### EXTRACT TO READ ###

Carib Theatre
- Location: Cross Roads, Kingston, Jamaica
- Coordinates: 17°59′33″N 76°47′19″W﻿ / ﻿17.99250°N 76.78861°W
- Owner: The Cinema Company of Jamaica Ltd. (1938); Palace Amusement Company (ca. 1939–present);
- Type: Movie theatre
- Capacity: 1,800 (1972)
- Field size: 180 ft (55 m) × 84 ft (26 m); Ceiling: 60 ft (18 m); Volume: Under 1,000,000 cu ft (28,000 m^{3});
- Screens: 5

Construction
- Built: Late 1937–early 1938
- Opened: 13 April 1938
- Closed: After 21 September 1996
- Reopened: 24 June 1997
- Architect: John Pike

Website
- palaceamusement.com

= Carib Theatre =

Cinema in Kingston, Jamaica

The Carib Theatre, also known as the Carib 5, is a cinema in northern Kingston, Jamaica. Opened in 1938, it has been owned and operated by the Palace Amusement Company since ca. 1939. The Carib was the largest and highest-grossing theatre in the West Indies, and was once Jamaica's largest building. It served as a one-screen facility until a 1996 fire and 1997 renovation/conversion into a five-screen multiplex.

###

▶ AIM OF THE TASK:
Rewrite the Carib Theatre text starting with "The Carib Theatre, also" and going on through "a five-screen multiplex.", putting "cineplex" where "multiplex" appears. The data after this has no connection to the Carib Theatre text.

### GIVEN DATA ###

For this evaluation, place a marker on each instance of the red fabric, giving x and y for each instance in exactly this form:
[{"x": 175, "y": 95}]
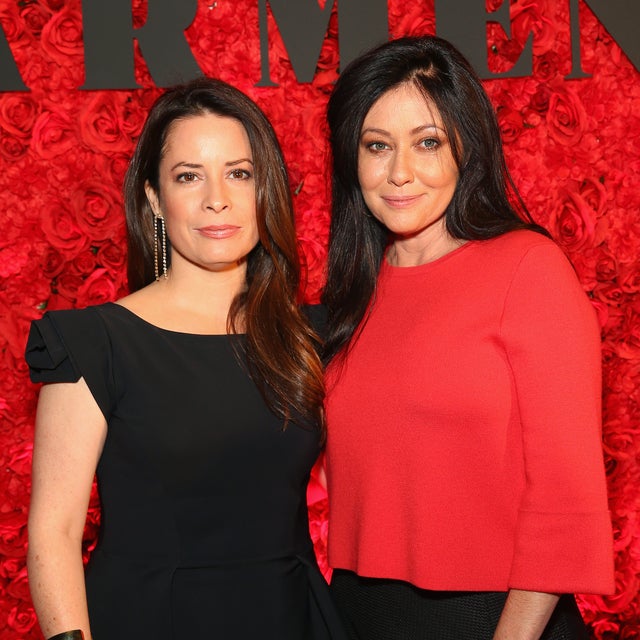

###

▶ COMPLETED EXERCISE:
The Carib Theatre, also known as the Carib 5, is a cinema in northern Kingston, Jamaica. Opened in 1938, it has been owned and operated by the Palace Amusement Company since ca. 1939. The Carib was the largest and highest-grossing theatre in the West Indies, and was once Jamaica's largest building. It served as a one-screen facility until a 1996 fire and 1997 renovation/conversion into a five-screen cineplex.